## TO-DO LIST
1) In the article on Ukraine's repression of the left, on what date did Zelensky give the early morning speech announcing the party bans?
2) Rewrite the stretch from "Ukraine is brutally" through "(more by Multipolarista)" in the article on Ukraine's repression of the left, putting "harshly" in place of "brutally".
3) Please check each statement against the article on Ukraine's repression of the left and mark it yes or no, quoting the words that settle it: (a) The piece first appeared in Multipolarista on March 21, 2022. (b) Zelensky released the transcript of his speech only in Ukrainian. (c) Some of the banned opposition parties have publicly condemned the Russian invasion.

## TEXT EXCERPT
+===+

| Far right extremist members of Ukraines neo Nazi Azov regiment of the National Guard | MR Online Far-right extremist members of Ukraine’s neo-Nazi Azov regiment of the National Guard

Ukraine is brutally repressing the left, criminalizing socialist parties, imprisoning activists

Originally published: Multipolarista on March 21, 2022 (more by Multipolarista)

Ukraine’s Western-backed government has used Russia’s February 24 invasion to drastically escalate its repression of the left, banning Ukrainian socialist parties and imprisoning left-wing activists.

There are widespread reports of Ukrainian state security services arresting and torturing leftists. Neo-Nazis and far-right extremists have systematically infiltrated Kiev’s police, military, and intelligence agencies since a US-sponsored 2014 coup installed a compliant pro-Western government.

In an early morning speech on March 20, President Volodymyr Zelensky announced that Ukraine’s National Security and Defense Council was banning 11 opposition political parties, half of which are left-wing.

Some of the parties that were criminalized include the Left Opposition, Union of Left Forces, Socialist Party of Ukraine, Progressive Socialist Party of Ukraine, and Party of Socialists.

Zelensky published an English-language transcript of this speech on the official website of the office of the president, boasting of having prohibited the dozen opposition parties.

To justify illegalizing these left-wing forces, the Ukrainian government accused them of being pro-Russian, or having unproven “ties” to Moscow. However, some of these opposition parties have publicly condemned the Russian invasion.

+===+

## SOURCE DATA

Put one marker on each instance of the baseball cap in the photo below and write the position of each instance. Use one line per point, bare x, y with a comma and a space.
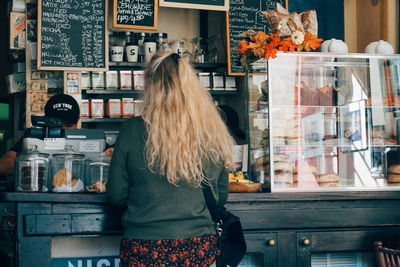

+===+

## TASK RESPONSES
1) March 20.

2)
Ukraine is harshly repressing the left, criminalizing socialist parties, imprisoning activists

Originally published: Multipolarista on March 21, 2022 (more by Multipolarista)

3)
(a) Yes: "Originally published: Multipolarista on March 21, 2022"
(b) No: "Zelensky published an English-language transcript of this speech"
(c) Yes: "some of these opposition parties have publicly condemned the Russian invasion."